### Passage to read

-=-=-

The Franc affair (frankhamisítási botrány) was a plot by Hungarian nationalists to forge French bank notes. In the aftermath of World War I, Hungary lost a large part of its territory and population in a series of treaties its people considered unjust. This led many Hungarians to turn towards nationalism and revanchism. In 1922, Prince Lajos Windischgraetz was approached by Gyula Mészáros who presented him with a plan to counterfeit the French franc. Windischgraetz sought to damage the French economy while simultaneously raising funds for an internal coup in Hungary and irredentist activities. The plan came to halt when the notes produced by Mészáros were judged to be too primitive. In the summer of 1923, Windischgraetz met with German nationalist and retired Prussian Army General Erich Ludendorff who prompted him to utilize the forging equipment left from a similar unrealized German conspiracy.

The plot received widespread support in Hungarian nationalist circles including the patronage of high-ranking military and civilian officials. By September 1925, the plotters managed to produce 25,000 to 35,000 forged 1,000 franc banknotes. The conspirators began disseminating the banknotes in the Netherlands in December 1925, but were caught almost immediately. Twenty-four of the conspirators were tried in Budapest in May 1926. Most received light sentences in what is believed to have been a deliberate cover up by Hungarian Prime Minister István Bethlen. The affair facilitated the adoption of the International Convention for the Suppression of Counterfeiting Currency in April 1929 and formalized the role of the International Criminal Police Commission.

==Background==
===Political developments in Hungary===
Following the conclusion of the First World War, the victorious Entente Powers began deliberating on the future of the defeated Central Powers. Austro-Hungarian diplomats struggled to advance their positions during negotiations as they lacked diplomatic missions in Entente capitals. At the same time, emigrants from the kingdom's nationalities created influential lobbying groups which pushed for self-determination for ethnic minorities. The efforts of Czech politician Edvard Beneš and British political activist Robert Seton-Watson, helped turn the opinion of British, French and American political elites in favor of the partition of Austria-Hungary. In late October 1918, the First Hungarian Republic declared independence.

-=-=-

### Excerpted data
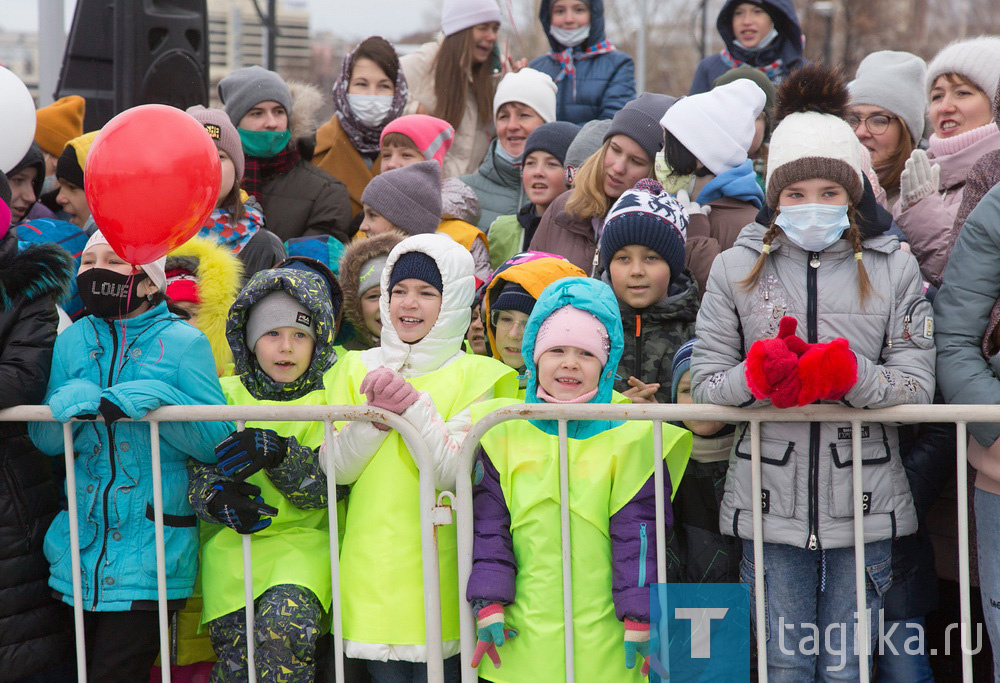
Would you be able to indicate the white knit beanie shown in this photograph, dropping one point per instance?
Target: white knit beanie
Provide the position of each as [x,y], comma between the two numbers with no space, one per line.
[809,145]
[531,87]
[893,80]
[976,60]
[458,15]
[717,126]
[155,271]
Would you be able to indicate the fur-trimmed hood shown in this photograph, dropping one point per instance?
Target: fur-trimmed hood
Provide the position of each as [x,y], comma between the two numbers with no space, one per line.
[357,254]
[219,275]
[313,293]
[36,271]
[303,121]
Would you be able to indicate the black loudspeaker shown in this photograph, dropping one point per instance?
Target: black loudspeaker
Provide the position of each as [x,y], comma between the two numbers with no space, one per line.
[122,53]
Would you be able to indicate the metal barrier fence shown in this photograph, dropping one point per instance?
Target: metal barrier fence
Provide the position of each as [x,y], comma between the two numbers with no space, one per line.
[432,515]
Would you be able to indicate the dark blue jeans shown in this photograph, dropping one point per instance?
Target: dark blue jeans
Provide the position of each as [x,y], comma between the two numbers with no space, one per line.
[409,672]
[811,608]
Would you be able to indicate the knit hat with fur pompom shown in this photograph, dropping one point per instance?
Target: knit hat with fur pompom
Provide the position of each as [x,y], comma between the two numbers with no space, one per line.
[812,140]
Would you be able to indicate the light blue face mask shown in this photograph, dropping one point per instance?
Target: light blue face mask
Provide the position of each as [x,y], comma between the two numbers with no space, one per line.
[814,227]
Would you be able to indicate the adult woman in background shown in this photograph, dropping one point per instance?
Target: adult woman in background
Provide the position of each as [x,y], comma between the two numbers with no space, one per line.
[454,79]
[369,93]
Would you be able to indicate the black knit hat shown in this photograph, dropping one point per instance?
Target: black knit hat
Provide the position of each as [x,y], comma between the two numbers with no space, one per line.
[514,297]
[417,265]
[649,216]
[554,138]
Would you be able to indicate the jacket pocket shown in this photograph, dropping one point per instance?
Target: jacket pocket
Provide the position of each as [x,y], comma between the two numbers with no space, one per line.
[878,480]
[778,463]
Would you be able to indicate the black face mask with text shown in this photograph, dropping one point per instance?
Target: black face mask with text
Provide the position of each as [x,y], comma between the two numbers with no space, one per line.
[109,294]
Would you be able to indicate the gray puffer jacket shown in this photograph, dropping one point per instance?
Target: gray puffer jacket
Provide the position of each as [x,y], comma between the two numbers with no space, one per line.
[807,466]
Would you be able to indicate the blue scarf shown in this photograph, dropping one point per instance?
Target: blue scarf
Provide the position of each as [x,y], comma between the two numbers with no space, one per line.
[737,183]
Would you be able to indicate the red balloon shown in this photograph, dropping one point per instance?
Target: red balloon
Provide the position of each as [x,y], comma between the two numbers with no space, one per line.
[152,179]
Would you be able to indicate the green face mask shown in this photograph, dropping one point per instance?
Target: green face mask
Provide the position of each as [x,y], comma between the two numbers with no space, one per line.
[263,144]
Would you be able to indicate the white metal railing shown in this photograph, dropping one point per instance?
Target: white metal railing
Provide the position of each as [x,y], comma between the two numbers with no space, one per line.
[958,414]
[261,413]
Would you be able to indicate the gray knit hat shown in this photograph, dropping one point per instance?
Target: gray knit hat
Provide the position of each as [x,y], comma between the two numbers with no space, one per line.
[408,197]
[278,309]
[587,141]
[977,60]
[640,121]
[554,138]
[244,89]
[223,134]
[894,81]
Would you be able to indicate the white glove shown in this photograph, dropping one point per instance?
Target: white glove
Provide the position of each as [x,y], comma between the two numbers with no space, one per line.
[684,199]
[919,178]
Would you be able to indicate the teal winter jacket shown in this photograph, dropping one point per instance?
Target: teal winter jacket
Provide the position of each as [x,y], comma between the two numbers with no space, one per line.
[154,359]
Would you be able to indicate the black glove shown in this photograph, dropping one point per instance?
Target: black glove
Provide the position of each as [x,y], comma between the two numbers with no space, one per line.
[248,452]
[239,506]
[110,411]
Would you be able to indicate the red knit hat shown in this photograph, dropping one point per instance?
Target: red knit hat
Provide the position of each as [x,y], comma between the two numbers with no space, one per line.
[432,136]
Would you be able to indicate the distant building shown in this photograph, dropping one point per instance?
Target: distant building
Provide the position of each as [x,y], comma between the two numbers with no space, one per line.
[236,38]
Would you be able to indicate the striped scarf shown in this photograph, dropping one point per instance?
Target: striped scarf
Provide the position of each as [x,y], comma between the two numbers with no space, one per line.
[775,71]
[566,57]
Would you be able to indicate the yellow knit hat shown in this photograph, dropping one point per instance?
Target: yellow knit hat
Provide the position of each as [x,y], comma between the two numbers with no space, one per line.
[59,123]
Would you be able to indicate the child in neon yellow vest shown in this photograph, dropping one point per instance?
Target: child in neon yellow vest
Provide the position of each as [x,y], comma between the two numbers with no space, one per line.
[281,331]
[573,342]
[420,372]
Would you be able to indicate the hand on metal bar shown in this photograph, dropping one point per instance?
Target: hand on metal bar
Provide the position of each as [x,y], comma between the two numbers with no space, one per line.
[491,634]
[637,644]
[247,452]
[239,506]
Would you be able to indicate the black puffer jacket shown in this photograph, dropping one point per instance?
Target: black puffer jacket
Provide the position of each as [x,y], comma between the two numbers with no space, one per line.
[35,629]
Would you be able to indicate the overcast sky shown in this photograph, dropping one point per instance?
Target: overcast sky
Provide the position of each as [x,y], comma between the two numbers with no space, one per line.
[348,18]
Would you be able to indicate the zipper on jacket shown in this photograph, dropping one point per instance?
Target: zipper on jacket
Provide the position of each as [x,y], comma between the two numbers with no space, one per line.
[812,324]
[637,368]
[21,505]
[111,479]
[643,549]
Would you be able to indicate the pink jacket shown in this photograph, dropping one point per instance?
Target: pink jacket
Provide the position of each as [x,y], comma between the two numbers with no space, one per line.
[928,224]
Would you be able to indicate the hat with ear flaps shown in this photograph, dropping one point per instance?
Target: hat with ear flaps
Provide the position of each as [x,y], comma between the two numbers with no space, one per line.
[812,139]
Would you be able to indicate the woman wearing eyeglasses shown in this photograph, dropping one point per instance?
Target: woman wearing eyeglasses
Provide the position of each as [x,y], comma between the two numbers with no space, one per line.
[888,108]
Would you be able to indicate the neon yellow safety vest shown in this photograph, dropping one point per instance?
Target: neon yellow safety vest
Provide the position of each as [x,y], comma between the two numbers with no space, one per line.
[605,472]
[381,572]
[294,549]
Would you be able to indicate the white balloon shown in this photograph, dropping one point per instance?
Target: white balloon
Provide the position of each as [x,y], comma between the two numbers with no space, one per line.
[17,120]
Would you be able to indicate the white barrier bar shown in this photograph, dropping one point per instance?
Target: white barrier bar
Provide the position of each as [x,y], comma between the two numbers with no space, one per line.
[161,553]
[331,498]
[862,628]
[963,549]
[659,489]
[74,550]
[265,413]
[959,414]
[757,508]
[249,602]
[567,552]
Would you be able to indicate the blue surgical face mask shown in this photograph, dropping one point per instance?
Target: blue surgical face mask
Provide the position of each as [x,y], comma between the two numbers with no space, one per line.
[814,227]
[570,37]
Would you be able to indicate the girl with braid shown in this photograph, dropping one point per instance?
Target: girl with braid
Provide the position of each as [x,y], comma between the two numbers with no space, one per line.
[866,341]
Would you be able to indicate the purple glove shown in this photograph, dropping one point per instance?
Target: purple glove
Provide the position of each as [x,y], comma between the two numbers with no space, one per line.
[386,389]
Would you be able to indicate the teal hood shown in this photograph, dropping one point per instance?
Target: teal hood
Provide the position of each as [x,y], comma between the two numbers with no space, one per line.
[597,298]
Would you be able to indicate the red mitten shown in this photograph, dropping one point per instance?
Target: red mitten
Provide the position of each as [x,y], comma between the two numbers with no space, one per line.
[786,331]
[827,372]
[772,368]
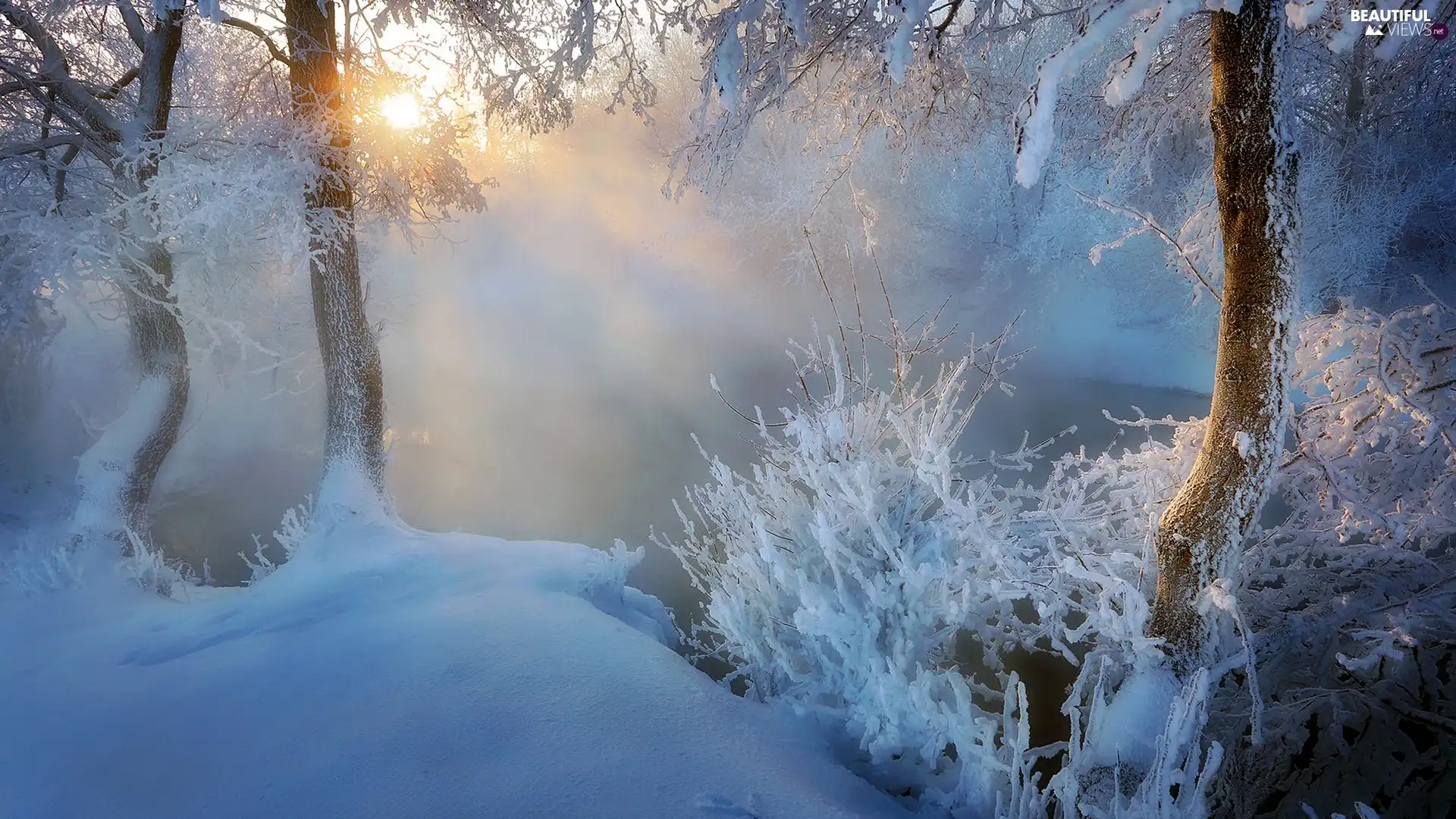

-=-=-

In the text on the Franc affair, in which country did the conspirators begin passing the forged banknotes?

The Netherlands, starting in December 1925.